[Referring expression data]
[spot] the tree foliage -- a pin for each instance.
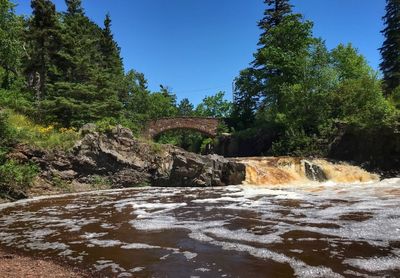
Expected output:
(390, 50)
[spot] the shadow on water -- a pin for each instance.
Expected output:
(216, 232)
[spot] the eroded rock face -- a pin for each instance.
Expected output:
(125, 161)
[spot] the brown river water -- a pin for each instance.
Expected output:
(306, 229)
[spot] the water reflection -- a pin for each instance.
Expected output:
(306, 231)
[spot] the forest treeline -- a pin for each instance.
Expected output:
(62, 70)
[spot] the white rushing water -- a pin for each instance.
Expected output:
(309, 230)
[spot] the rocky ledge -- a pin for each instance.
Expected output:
(123, 161)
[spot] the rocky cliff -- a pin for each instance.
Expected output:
(123, 161)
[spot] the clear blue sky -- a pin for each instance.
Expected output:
(198, 47)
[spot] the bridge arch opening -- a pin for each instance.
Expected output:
(194, 134)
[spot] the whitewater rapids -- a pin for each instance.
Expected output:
(309, 230)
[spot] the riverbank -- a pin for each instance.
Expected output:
(16, 265)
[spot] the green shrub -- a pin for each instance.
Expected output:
(25, 131)
(105, 125)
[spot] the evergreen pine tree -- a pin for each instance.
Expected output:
(250, 85)
(274, 14)
(390, 50)
(74, 7)
(10, 42)
(87, 91)
(110, 49)
(44, 38)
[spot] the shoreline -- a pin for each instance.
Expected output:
(17, 264)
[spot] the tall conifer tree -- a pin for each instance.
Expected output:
(390, 50)
(74, 7)
(250, 85)
(44, 37)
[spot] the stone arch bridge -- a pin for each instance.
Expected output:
(207, 126)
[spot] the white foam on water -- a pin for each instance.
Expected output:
(42, 246)
(202, 269)
(189, 255)
(137, 269)
(140, 246)
(375, 264)
(105, 243)
(243, 235)
(92, 235)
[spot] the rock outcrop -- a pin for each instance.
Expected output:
(125, 161)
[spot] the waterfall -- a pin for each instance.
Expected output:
(292, 170)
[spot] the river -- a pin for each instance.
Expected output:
(309, 230)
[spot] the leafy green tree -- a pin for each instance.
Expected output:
(185, 108)
(390, 50)
(215, 106)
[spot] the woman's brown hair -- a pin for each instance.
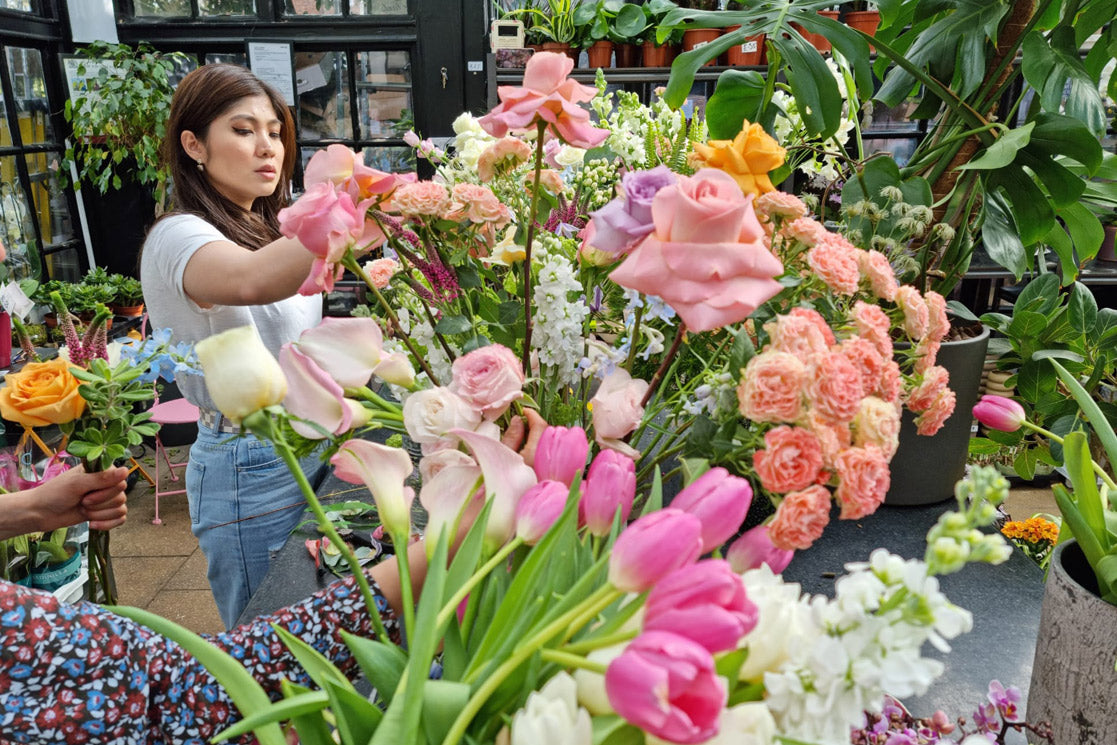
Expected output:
(203, 95)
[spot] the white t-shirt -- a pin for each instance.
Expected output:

_PROMPT_. The count of lines above that contain "arch" is all that should be given.

_EXERCISE ANSWER_. 2